◆ To do
1 > For the diary entry, decide whether each statement agrees with it, answering yes or no and quoting the words that settle it: (a) Sarah's twins are 9 years old. (b) Francis is expected to come with Sarah this weekend. (c) The man in the Gentofte story ordered 8 veal tenderloins from the butcher.
2 > Retype the part of the diary entry starting at "the local news" and ending at "aside for him.".

Saturday, 1 July 2023

Friday June 30th 2023

Lois and I spend our  morning rearranging furniture (again) and making up beds (again) - we're sort-of expecting our daughter Sarah and her 9-year-old twins to be staying with us at some point over the weekend, either for one night or two. We don't know if they'll be arriving this evening after Sarah finishes work, or whether it'll be tomorrow morning. So best to be ready today, to be on the safe side - that's what we think, but then we're fairly old, and don't like to leave things to the last minute. You know what old people are like, I expect!

But it's all a bit mad, isn't it!


We're pretty sure Francis isn't coming this time. So it'll just be Sarah and the twins, and the plan is to put the twins up in the double bed and make up the single bed for Sarah. Let's hope the twins can sleep soundly together in a standard double 4ft 6in wide bed, with no problem. They are 9 now and very sensible, so we think it'll be okay. And we know they shared a double bed at their Aunty Shirley's in Kent when they first arrived back in the UK from Australia a couple of months ago.

But it's all a bit mad, though, isn't it! [I think you've established that now! - Ed]

11:00 We stop for coffee and I check the latest news for the Copenhagen suburbs (as you do!). It sounds a bit eccentric that I do this, but our other daughter Alison spent 6 years in a Copenhagen suburb, Gentofte, with husband Ed and their (now) teenage children between 2012 and 2018. 

Lois and I visited them there several times, and we still sort of feel a little bit Danish sometimes.

the local news for Gentofte, the suburb of Copenhagen
where our daughter Alison lived with her family between 2012 and 2018

Denmark is way ahead of us, that's for sure - about most things, and even, it seems, when it comes to things like petty crime. I read a story this morning about a man who rang up the butcher at a Meny mini-supermarket in Gentofte and ordered 8 veal tenderloins, asking the butcher to put them aside for him.

Stored data entries:

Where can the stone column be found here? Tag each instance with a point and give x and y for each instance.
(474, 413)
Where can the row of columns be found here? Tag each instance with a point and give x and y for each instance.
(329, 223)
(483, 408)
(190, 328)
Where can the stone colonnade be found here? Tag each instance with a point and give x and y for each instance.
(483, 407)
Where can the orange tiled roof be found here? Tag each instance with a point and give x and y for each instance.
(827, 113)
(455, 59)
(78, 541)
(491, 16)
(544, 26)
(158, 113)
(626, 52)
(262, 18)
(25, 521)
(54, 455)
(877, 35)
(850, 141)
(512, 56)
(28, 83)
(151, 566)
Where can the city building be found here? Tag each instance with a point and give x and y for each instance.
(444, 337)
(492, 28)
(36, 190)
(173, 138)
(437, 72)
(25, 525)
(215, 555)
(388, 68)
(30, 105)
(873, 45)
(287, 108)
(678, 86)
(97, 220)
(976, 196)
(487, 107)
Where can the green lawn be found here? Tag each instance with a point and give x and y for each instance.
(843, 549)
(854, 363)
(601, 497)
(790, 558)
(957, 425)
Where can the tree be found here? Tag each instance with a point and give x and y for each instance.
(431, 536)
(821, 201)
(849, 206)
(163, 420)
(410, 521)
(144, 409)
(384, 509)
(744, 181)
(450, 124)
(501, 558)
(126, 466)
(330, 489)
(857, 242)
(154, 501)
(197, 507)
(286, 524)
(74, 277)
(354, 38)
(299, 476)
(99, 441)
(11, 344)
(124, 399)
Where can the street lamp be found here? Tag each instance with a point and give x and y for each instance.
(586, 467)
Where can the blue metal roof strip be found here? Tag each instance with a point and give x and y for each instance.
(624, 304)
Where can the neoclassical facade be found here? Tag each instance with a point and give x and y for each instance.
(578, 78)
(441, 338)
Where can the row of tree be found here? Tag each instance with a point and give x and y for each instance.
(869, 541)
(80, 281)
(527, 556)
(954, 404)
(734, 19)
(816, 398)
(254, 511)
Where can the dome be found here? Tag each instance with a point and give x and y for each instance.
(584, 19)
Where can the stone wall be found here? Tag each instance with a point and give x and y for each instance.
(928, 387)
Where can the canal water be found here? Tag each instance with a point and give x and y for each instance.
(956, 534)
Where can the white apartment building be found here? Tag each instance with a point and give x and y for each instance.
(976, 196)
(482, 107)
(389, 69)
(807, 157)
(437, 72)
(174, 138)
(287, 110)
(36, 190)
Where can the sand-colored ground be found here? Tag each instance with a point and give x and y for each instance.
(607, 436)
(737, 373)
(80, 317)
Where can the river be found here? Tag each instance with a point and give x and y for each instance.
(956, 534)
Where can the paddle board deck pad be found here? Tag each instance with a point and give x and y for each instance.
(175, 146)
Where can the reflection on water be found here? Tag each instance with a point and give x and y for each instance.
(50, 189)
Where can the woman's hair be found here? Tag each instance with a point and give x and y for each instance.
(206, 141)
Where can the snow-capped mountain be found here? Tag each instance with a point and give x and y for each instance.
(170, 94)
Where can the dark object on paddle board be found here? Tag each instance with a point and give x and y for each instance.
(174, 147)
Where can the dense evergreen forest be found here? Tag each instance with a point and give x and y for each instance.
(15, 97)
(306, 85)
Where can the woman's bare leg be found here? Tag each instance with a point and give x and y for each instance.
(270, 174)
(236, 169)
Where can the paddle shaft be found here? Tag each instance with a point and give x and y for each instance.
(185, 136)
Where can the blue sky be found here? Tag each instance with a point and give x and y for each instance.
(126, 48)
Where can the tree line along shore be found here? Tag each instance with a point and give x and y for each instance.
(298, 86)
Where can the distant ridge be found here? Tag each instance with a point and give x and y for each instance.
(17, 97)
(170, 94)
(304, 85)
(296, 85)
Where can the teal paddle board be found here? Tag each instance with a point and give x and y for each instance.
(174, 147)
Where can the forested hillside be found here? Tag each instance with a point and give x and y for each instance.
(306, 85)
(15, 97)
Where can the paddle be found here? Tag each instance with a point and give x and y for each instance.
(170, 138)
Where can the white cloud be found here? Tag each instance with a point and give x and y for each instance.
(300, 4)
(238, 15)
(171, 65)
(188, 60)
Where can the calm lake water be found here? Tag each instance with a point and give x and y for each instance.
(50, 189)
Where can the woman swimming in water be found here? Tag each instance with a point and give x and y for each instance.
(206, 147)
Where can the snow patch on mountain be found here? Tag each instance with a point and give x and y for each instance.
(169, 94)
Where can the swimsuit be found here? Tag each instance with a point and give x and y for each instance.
* * *
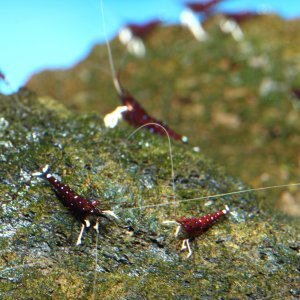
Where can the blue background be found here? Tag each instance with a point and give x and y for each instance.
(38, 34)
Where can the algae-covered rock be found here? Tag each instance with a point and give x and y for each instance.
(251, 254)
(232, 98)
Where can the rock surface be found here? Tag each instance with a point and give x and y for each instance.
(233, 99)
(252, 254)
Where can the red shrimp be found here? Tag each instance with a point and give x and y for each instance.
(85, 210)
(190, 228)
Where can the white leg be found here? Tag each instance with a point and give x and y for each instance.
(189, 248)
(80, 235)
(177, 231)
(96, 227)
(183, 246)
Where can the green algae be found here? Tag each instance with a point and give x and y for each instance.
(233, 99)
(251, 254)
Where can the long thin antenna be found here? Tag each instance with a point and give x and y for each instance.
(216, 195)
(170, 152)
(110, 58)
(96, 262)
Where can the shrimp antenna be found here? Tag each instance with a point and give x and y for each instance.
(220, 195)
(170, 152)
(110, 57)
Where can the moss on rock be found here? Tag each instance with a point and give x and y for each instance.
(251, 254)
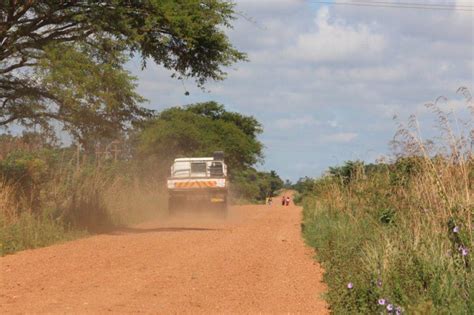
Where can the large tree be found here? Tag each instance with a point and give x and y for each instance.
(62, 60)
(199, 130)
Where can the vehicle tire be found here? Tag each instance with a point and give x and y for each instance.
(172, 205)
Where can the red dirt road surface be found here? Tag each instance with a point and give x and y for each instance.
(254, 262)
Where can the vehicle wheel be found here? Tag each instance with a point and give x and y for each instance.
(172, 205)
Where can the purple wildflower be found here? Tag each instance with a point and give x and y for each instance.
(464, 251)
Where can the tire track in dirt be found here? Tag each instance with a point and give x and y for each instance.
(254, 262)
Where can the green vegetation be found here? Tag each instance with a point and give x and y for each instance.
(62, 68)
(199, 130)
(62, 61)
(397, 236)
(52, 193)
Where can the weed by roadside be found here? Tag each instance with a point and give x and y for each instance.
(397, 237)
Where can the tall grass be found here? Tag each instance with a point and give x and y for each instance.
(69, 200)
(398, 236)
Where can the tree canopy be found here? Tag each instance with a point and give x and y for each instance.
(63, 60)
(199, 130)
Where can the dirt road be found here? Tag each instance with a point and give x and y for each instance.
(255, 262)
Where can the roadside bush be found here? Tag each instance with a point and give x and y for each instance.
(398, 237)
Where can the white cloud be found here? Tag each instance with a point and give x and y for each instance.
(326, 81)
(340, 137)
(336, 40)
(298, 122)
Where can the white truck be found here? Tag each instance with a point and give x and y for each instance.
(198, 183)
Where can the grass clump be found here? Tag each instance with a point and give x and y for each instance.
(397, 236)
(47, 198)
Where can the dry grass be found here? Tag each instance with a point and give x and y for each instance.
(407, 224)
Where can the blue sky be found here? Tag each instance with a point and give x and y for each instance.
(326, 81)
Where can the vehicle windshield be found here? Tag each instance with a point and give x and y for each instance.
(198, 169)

◆ Set of answers
1 >
(a) Yes: "her 9-year-old twins"
(b) No: "We're pretty sure Francis isn't coming this time."
(c) Yes: "ordered 8 veal tenderloins"

2 >
the local news for Gentofte, the suburb of Copenhagen
where our daughter Alison lived with her family between 2012 and 2018

Denmark is way ahead of us, that's for sure - about most things, and even, it seems, when it comes to things like petty crime. I read a story this morning about a man who rang up the butcher at a Meny mini-supermarket in Gentofte and ordered 8 veal tenderloins, asking the butcher to put them aside for him.